However, if we use the latter splitting Eq. (9), it turns out that we cannot obtain the lower bound of $\widetilde{d}_{2i-1}$ in Theorem 4.1 when $d_{0}>0$ . (Here we do not treat this case, but the proof for $d_{0}>0$ is given in Appendix A.) Thus we need to use our splitting Eq. (8) instead.

Using Eq. (8), we can give another proof of the following approximation result without iterative randomization, which was already shown in the previous work [19].

Lemma 4.2

Fix $\epsilon,\delta\in(0,1),w\in[-1,1],d\in\mathbb{N}$ . Let $\mathbf{u},\mathbf{v}\sim U[-1,1]^{d}$ be uniformly random weights of a $2$ -layered neural network $g(x):=\mathbf{v}^{T}\sigma(\mathbf{u}\cdot x)$ . If $d\geq 2\lceil\frac{16}{\epsilon^{2}}\log(\frac{2}{\delta})\rceil$ holds, then with probability at least $1-\delta$ ,

\big{|}wx-g_{\mathbf{m}}(x)\big{|}\leq\epsilon,\text{ for all }x\in\mathbb{R},|x|\leq 1,

(10)

where $g_{\mathbf{m}}(x):=(\mathbf{v}\odot\mathbf{m})^{T}\sigma(\mathbf{u}\cdot x)$ for some $\mathbf{m}\in\{0,1\}^{d}$ .

Proof (sketch):

We assume that $d$ is an even number as $d=2d^{\prime}$ so that we can split an index set $\{0,\cdots,d-1\}$ of $d$ hidden neurons of $g(x)$ into $I=\{0,\cdots,d^{\prime}-1\}$ and $J=\{d^{\prime},\cdots,d-1\}$ . Then we have the corresponding subnetworks $g_{I}(x)$ and $g_{J}(x)$ given by $g_{I}(x):=\sum_{k\in I}v_{k}\sigma(u_{k}x),g_{J}(x):=\sum_{k\in J}v_{k}\sigma(u_{k}x)$ , which satisfy the equation $g(x)=g_{I}(x)+g_{J}(x)$ .

By the splitting Eq. (8), it is enough to consider the probabilities for approximating $w\sigma(x)$ by a subnetwork of $g_{I}(x)$ and for approximating $-w\sigma(-x)$ by a subnetwork of $g_{J}(x)$ . Now we have

	$\displaystyle\mathbb{P}\left(\not\exists i\in I\text{ s.t. }\|u_{i}-1\|\leq\frac{\epsilon}{2},\|v_{i}-w\|\leq\frac{\epsilon}{2}\right)\leq\left(1-\frac{\epsilon^{2}}{16}\right)^{d^{\prime}}\leq\frac{\delta}{2},$		(11)

GIVEN INSTRUCTION 1 -
In the neural network excerpt, where is the proof for the case $d_{0}>0$ given?

RECORDS FOR THE TASK -
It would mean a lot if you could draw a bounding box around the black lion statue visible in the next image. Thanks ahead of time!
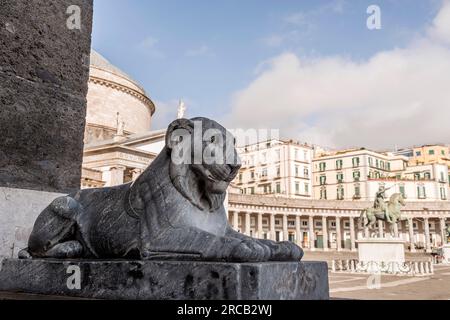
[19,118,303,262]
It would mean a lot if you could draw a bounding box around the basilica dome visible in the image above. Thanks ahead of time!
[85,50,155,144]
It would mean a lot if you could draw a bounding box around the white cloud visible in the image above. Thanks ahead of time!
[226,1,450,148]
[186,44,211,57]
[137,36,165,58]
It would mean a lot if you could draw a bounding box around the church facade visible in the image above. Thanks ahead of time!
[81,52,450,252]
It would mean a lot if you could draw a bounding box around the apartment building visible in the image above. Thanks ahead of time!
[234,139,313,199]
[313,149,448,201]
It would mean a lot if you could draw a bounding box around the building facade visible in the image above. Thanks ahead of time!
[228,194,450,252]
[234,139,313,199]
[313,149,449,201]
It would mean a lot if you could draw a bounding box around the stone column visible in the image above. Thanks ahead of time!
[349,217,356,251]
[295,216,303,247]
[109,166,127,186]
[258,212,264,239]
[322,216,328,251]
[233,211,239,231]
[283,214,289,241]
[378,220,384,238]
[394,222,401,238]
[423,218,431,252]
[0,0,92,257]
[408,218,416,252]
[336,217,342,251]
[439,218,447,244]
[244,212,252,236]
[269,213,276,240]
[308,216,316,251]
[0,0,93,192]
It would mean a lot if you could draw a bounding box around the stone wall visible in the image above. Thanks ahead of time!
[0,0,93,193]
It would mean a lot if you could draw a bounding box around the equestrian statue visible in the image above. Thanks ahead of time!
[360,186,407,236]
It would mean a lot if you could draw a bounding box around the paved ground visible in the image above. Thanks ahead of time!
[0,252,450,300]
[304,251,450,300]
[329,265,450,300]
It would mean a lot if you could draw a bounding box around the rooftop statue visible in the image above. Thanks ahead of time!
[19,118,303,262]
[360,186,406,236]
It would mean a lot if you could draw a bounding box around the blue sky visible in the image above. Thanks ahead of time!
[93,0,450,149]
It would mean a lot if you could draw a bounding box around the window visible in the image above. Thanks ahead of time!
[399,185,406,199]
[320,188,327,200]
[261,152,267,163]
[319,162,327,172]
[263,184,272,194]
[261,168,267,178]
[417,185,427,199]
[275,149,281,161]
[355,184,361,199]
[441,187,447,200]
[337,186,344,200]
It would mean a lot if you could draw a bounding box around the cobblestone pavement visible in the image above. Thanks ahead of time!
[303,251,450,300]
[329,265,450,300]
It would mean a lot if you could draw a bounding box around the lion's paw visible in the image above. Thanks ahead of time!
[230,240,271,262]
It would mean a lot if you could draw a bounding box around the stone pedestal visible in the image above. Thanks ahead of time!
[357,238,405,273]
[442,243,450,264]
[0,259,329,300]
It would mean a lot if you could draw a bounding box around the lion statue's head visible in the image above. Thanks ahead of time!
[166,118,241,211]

---

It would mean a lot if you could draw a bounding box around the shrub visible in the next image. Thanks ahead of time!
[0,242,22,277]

...

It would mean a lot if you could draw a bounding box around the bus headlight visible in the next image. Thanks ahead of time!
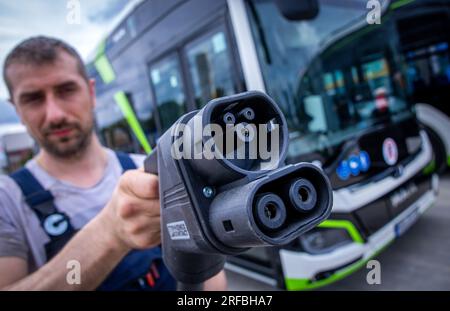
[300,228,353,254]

GIVEN INSTRUCTION 2 -
Change "apartment building" to "office building" in the entries, starting at the line containing "around the church" and ending at the line containing "[313,149,448,201]". Return only those lines, with everything else left unchanged.

EXERCISE OUTPUT 1 -
In Appendix A.

EXERCISE OUTPUT 2 -
It would mean a lot if you could draw a bounding box around the church facade visible in the image above. Thanks ahead of time!
[81,52,450,252]
It would mean a lot if you could draw a bounding box around the office building visible in the image above. Thanks ahead of time!
[234,139,313,199]
[313,149,448,201]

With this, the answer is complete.